§ **Data for analysis**:
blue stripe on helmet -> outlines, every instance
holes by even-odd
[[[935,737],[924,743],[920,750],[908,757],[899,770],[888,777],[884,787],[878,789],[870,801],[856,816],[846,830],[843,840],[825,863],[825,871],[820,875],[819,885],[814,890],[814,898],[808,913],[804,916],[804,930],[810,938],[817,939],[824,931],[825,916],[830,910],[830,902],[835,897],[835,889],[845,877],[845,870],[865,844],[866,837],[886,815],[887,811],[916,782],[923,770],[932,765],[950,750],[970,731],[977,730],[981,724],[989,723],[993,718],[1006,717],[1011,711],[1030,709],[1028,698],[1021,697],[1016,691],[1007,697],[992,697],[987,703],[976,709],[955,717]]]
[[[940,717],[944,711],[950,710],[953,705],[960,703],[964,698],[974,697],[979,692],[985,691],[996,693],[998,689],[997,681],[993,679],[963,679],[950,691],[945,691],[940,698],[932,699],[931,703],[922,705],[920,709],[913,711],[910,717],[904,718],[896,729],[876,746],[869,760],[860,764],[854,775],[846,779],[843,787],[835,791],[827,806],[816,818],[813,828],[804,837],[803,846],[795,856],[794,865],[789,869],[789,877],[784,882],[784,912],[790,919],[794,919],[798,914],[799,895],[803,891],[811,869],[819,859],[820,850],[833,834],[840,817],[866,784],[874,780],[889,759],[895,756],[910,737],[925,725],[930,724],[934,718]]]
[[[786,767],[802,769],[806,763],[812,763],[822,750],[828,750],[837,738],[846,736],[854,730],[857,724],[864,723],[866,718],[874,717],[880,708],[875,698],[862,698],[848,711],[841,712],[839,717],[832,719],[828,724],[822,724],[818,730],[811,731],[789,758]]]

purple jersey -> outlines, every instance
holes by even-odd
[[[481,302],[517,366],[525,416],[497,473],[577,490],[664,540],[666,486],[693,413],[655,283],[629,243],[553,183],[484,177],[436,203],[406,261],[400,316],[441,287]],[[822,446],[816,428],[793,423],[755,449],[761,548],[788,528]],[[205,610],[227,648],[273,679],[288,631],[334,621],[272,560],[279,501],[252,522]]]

§ **Work required**: A verbatim copy of the listing is needed.

§ **Answer to this task**:
blue stripe on helmet -> outlines, every instance
holes by even-odd
[[[935,737],[924,743],[920,750],[908,757],[899,770],[888,777],[884,787],[878,789],[870,801],[856,816],[846,830],[843,840],[825,863],[825,871],[820,875],[819,885],[814,890],[814,898],[808,913],[804,916],[804,930],[810,938],[817,939],[824,931],[825,916],[830,910],[830,902],[835,897],[835,889],[845,877],[845,870],[865,844],[866,837],[886,815],[887,811],[916,782],[923,770],[932,765],[950,750],[970,731],[977,730],[981,724],[989,723],[993,718],[1006,717],[1011,711],[1030,709],[1028,698],[1021,697],[1016,691],[1007,697],[992,697],[987,703],[976,709],[955,717]]]
[[[940,717],[944,711],[950,710],[953,705],[960,703],[964,698],[974,697],[979,692],[985,691],[996,693],[998,689],[997,681],[993,679],[963,679],[950,691],[945,691],[940,698],[932,699],[931,703],[922,705],[920,709],[913,711],[910,717],[904,718],[896,729],[876,746],[869,760],[860,764],[854,775],[846,779],[843,787],[835,791],[827,806],[816,818],[813,828],[804,837],[803,846],[795,856],[794,865],[789,869],[789,877],[784,882],[784,912],[790,919],[794,919],[798,914],[799,895],[803,891],[811,869],[819,859],[820,850],[833,834],[840,817],[866,784],[874,780],[889,759],[895,756],[910,737],[925,725],[930,724],[934,718]]]
[[[786,767],[802,769],[806,763],[812,763],[822,750],[828,750],[837,738],[846,736],[854,730],[857,724],[864,723],[866,718],[874,717],[880,708],[875,698],[862,698],[848,711],[841,712],[839,717],[832,719],[828,724],[822,724],[818,730],[811,731],[789,758]]]

purple jersey -> outlines, every instance
holes by even-odd
[[[481,302],[517,366],[525,416],[497,473],[577,490],[664,540],[666,486],[693,413],[655,283],[629,243],[553,183],[484,177],[436,203],[406,261],[400,316],[441,287]],[[822,446],[816,428],[793,423],[755,449],[761,548],[788,528]],[[205,610],[227,648],[273,679],[288,631],[334,621],[272,560],[279,501],[252,522]]]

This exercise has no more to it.